● **WHAT YOU HAVE TO DO**
Search the data for the word "beard" and copy every line where it occurs.
——————
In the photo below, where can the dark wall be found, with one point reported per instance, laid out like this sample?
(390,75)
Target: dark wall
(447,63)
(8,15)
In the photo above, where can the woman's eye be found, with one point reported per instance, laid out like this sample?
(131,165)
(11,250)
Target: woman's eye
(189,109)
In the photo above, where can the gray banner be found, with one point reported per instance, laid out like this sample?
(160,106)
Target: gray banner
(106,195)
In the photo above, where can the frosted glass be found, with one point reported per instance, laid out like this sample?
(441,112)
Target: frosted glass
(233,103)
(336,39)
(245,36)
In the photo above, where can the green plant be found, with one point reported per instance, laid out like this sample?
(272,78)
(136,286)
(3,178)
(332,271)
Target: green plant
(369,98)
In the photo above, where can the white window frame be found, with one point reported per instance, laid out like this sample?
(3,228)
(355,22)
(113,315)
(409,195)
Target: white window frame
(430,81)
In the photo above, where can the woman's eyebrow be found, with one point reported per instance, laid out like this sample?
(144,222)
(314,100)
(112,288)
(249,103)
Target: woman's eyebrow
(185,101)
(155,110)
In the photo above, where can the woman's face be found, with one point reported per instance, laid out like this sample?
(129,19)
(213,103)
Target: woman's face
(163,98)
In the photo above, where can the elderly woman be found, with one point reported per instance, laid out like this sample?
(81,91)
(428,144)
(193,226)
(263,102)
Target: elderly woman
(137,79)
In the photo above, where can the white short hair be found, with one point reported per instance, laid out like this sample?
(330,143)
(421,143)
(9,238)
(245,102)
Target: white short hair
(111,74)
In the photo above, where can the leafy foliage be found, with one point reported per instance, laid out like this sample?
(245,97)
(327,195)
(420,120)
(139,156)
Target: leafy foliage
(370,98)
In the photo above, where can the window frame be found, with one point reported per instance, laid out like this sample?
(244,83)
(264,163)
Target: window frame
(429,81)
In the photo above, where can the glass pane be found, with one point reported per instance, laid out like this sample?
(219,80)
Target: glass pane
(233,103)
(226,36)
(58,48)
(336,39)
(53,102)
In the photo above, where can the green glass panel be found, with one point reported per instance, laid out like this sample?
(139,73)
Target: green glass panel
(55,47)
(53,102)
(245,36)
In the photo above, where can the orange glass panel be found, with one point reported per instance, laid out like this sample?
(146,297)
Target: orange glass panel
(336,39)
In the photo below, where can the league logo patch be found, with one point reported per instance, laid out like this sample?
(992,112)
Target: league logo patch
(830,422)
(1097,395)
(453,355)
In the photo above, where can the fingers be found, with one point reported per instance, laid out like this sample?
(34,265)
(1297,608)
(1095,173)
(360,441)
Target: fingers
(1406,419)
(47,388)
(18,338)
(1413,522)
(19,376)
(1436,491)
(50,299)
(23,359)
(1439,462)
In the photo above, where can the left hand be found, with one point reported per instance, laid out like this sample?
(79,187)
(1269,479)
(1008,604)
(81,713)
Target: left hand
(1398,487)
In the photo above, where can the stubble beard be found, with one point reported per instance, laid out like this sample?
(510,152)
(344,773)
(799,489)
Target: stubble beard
——————
● **RESULT OF THE TASK**
In the photo above, where can the stubble beard be found, with one point reported per instance, laid out like this sample?
Target: stubble beard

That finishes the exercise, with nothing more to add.